Input rows:
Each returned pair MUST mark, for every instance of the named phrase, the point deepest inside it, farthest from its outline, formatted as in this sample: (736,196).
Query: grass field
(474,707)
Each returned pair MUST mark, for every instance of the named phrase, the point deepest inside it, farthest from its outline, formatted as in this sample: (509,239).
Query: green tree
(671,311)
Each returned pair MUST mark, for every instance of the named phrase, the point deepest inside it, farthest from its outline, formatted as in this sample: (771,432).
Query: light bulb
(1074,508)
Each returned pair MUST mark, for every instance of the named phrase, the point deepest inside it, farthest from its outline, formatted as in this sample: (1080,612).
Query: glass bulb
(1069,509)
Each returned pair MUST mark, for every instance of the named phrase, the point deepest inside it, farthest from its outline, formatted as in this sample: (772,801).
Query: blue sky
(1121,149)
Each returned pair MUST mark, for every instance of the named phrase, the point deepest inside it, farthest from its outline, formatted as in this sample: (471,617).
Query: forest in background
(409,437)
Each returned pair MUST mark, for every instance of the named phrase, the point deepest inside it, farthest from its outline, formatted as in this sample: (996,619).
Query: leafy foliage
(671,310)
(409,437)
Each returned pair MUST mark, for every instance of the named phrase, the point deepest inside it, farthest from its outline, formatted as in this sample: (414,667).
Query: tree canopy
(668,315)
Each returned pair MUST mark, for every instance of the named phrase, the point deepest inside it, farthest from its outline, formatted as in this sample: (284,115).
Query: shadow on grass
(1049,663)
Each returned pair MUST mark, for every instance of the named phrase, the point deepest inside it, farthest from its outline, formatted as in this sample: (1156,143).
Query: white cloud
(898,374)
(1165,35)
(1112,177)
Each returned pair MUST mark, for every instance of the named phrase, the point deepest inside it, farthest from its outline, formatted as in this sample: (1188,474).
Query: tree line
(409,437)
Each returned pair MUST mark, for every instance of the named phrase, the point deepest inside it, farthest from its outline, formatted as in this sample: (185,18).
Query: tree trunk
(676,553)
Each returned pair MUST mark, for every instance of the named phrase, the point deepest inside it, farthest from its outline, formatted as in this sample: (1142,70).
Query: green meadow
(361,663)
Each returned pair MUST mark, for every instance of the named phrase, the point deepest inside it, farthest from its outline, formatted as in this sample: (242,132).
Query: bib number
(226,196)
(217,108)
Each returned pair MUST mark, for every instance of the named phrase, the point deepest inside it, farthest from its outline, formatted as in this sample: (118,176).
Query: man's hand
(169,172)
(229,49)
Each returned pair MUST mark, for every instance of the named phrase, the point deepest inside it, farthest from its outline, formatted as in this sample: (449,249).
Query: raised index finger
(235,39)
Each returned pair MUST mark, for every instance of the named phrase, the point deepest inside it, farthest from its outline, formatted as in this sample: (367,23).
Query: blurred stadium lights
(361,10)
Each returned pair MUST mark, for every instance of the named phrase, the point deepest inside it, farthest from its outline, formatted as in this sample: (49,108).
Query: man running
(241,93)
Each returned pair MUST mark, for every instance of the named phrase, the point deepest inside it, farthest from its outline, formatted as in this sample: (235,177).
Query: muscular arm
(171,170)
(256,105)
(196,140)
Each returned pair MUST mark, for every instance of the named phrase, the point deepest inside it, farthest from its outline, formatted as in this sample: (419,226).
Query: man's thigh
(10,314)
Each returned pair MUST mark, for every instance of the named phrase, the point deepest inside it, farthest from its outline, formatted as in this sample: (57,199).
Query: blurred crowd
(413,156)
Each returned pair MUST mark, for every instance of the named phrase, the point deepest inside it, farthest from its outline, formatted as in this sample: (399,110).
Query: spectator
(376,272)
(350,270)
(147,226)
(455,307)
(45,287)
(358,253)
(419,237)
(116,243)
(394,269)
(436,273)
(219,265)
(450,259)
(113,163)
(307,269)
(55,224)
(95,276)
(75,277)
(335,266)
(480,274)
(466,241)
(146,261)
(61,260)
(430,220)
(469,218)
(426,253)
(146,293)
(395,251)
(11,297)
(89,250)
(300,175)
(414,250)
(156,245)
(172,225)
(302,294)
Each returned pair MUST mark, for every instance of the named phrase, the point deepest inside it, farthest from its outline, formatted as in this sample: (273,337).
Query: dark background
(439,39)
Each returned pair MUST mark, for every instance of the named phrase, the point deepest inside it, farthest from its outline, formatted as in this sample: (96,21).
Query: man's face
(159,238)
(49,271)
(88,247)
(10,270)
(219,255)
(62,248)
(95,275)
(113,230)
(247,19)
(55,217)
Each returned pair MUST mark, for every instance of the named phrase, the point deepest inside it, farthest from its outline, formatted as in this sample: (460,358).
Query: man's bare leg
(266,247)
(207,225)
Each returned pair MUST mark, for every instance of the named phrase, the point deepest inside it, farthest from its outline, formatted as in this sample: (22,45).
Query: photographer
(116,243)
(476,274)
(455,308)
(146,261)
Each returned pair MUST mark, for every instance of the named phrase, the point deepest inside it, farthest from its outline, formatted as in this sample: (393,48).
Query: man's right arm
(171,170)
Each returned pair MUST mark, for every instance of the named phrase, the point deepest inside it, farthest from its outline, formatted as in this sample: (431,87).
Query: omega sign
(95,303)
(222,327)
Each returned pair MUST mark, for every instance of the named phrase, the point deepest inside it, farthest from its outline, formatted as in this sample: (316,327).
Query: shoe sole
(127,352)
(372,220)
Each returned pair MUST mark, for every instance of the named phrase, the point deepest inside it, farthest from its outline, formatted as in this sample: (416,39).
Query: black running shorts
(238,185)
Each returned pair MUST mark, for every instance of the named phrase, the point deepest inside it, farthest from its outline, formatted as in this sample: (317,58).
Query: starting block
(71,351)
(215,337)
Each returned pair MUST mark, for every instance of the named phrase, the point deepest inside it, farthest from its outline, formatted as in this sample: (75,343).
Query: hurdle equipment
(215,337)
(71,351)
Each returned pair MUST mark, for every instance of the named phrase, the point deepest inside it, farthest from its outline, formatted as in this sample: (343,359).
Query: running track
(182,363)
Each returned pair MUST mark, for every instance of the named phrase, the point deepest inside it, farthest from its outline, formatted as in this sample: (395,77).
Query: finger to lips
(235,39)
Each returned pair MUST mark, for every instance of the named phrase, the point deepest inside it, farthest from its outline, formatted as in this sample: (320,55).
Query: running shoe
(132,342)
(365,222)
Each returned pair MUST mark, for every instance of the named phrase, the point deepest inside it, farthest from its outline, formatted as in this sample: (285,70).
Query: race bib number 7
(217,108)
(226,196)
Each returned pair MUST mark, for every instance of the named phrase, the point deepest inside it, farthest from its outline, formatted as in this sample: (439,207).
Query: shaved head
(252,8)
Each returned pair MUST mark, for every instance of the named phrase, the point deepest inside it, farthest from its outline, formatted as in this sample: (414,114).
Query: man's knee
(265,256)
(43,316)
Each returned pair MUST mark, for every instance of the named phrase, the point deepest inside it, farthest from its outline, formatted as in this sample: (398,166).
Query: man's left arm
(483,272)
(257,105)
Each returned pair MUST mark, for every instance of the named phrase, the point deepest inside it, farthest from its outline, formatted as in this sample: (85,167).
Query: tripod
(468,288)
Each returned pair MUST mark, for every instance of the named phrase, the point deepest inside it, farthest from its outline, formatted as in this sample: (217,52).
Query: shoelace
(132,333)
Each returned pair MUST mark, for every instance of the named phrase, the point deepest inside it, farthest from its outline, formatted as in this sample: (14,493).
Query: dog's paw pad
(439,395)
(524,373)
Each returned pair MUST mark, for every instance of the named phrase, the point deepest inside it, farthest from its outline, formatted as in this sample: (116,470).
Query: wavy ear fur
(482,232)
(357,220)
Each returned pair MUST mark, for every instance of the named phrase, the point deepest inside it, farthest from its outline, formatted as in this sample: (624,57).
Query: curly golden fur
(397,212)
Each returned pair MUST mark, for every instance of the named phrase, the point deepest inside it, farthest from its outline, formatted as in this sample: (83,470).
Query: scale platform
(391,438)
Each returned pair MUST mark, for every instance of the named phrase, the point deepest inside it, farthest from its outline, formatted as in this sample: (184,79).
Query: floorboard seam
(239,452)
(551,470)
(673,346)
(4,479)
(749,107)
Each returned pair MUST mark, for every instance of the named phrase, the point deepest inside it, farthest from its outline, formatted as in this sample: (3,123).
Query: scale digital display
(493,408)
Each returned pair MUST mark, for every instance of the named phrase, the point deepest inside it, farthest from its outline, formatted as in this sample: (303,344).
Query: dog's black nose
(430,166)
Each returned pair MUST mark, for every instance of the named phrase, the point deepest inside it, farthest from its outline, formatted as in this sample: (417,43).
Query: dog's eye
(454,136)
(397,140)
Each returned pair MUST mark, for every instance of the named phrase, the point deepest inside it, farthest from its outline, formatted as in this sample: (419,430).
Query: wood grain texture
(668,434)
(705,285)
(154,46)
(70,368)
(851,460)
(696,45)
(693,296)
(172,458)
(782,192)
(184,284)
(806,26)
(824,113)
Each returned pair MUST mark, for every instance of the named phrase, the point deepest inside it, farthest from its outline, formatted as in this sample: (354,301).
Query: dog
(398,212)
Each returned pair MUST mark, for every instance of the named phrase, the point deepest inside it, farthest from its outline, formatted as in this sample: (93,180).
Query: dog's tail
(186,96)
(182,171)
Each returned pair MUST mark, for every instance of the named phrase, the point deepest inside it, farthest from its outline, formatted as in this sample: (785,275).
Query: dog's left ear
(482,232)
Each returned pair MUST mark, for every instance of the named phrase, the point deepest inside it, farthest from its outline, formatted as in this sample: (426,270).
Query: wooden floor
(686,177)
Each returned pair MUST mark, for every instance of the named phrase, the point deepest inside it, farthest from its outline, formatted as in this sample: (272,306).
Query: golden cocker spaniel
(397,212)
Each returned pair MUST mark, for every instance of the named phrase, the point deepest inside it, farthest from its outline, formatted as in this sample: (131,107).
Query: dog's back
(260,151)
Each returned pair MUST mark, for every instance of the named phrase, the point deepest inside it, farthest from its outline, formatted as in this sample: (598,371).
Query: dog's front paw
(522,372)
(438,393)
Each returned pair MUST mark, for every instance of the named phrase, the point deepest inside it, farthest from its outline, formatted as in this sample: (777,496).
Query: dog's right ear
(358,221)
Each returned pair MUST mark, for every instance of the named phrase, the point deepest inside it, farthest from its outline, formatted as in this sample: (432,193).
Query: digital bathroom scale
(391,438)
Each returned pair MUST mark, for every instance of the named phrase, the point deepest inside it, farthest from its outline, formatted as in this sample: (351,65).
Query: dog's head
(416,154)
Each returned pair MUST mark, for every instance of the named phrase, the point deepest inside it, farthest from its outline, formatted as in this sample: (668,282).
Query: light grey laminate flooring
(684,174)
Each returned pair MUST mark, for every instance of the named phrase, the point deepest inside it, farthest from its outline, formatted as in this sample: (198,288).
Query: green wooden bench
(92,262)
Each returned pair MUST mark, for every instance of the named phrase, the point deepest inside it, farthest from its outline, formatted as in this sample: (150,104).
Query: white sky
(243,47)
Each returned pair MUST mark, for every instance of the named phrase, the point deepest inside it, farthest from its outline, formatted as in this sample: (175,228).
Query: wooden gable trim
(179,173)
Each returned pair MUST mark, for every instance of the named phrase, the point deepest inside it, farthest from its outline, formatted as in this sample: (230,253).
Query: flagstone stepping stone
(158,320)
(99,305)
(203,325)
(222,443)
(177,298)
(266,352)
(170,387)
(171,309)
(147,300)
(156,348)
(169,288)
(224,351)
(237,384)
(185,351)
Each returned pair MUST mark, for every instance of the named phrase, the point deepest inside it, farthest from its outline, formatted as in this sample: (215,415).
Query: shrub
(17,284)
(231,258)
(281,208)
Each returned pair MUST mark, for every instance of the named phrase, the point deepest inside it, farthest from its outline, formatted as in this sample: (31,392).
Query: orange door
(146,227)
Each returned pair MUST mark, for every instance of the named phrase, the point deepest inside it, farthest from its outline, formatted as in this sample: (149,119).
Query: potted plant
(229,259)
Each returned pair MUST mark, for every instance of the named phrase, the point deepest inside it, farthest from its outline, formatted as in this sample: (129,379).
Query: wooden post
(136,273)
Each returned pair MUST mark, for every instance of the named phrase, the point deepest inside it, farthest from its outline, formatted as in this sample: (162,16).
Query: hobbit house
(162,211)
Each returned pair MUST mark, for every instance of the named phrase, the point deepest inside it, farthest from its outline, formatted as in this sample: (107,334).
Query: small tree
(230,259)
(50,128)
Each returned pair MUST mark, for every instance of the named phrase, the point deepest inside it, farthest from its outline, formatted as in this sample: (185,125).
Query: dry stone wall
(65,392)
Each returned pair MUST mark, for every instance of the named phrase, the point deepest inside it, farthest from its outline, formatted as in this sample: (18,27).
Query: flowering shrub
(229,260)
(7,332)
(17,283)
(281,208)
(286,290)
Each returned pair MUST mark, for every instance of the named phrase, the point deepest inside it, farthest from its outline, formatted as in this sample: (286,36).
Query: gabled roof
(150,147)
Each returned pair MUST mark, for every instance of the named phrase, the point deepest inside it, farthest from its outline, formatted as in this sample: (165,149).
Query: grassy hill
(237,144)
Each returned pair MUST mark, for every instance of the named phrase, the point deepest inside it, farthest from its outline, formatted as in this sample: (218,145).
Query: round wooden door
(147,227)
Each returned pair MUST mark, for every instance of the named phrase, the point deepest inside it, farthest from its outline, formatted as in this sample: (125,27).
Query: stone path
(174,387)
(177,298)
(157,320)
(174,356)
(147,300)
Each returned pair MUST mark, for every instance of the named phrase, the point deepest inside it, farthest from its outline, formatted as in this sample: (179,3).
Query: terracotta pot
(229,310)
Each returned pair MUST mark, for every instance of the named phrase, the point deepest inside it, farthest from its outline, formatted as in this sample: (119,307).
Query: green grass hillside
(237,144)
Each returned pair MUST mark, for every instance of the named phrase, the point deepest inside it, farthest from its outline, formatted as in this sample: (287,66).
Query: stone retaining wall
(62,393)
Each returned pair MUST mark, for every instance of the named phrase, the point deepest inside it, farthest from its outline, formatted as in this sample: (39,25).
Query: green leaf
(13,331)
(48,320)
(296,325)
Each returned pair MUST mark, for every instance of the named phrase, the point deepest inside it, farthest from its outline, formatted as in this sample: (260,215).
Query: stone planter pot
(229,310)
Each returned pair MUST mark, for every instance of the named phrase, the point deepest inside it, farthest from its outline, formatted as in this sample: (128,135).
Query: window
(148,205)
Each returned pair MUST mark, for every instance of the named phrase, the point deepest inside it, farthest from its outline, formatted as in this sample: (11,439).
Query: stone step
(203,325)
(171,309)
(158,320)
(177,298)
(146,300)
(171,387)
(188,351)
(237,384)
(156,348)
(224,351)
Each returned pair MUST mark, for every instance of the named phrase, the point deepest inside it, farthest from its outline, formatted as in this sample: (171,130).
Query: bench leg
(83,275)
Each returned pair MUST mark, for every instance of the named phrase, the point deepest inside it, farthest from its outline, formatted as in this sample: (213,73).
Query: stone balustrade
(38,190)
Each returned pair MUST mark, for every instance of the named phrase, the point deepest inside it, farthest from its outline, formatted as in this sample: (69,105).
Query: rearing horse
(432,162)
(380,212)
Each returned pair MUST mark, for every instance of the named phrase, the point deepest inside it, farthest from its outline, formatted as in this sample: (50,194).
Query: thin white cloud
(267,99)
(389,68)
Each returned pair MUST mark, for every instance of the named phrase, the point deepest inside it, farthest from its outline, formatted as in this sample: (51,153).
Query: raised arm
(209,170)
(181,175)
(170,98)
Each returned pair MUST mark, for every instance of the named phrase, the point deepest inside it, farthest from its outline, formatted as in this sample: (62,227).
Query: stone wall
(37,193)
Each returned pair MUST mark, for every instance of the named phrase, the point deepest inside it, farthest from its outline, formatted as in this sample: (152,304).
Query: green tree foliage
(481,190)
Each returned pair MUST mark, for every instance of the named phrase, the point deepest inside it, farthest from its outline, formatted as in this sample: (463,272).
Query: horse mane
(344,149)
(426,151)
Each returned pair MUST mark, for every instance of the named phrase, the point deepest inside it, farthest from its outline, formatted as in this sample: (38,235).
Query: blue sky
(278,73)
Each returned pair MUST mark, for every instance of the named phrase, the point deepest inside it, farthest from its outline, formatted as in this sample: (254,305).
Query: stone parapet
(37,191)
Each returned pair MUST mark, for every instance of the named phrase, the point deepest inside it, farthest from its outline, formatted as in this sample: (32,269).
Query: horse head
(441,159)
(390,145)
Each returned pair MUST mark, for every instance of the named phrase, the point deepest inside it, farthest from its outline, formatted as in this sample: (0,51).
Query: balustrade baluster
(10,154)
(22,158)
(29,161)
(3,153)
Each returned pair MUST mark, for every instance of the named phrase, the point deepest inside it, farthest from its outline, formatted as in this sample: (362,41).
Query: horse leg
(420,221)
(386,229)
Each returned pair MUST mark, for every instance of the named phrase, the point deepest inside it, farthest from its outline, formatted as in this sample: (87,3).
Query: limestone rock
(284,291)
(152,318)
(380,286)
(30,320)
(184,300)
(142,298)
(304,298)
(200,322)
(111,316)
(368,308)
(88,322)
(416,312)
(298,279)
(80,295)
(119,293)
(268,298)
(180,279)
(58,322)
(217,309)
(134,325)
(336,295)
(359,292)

Your goal: Output an exact copy of the lines beginning at the one that holds "this sample: (0,51)." and running through the final line of the records.

Complete response:
Each returned pair MUST mark, for every instance of the named phrase, the point deepest inside it, farthest from its outline, formatted as in this sample: (0,51).
Query: balustrade baluster
(10,154)
(22,158)
(29,161)
(3,153)
Each returned pair MUST mark, for every instance of the named phrase, the point deepest inside it, farthest from its outline, formatted as in this sample: (362,41).
Query: horse leg
(420,221)
(386,229)
Each returned pair MUST mark, for every instance of the named phrase, the point deepest inside it, farthest from its outline, formatted as in this sample: (87,3).
Query: limestone rock
(284,291)
(152,318)
(380,286)
(30,320)
(184,300)
(142,298)
(304,298)
(200,322)
(111,316)
(368,308)
(88,322)
(416,312)
(298,279)
(80,295)
(119,293)
(268,298)
(180,279)
(58,322)
(217,309)
(134,325)
(336,295)
(359,292)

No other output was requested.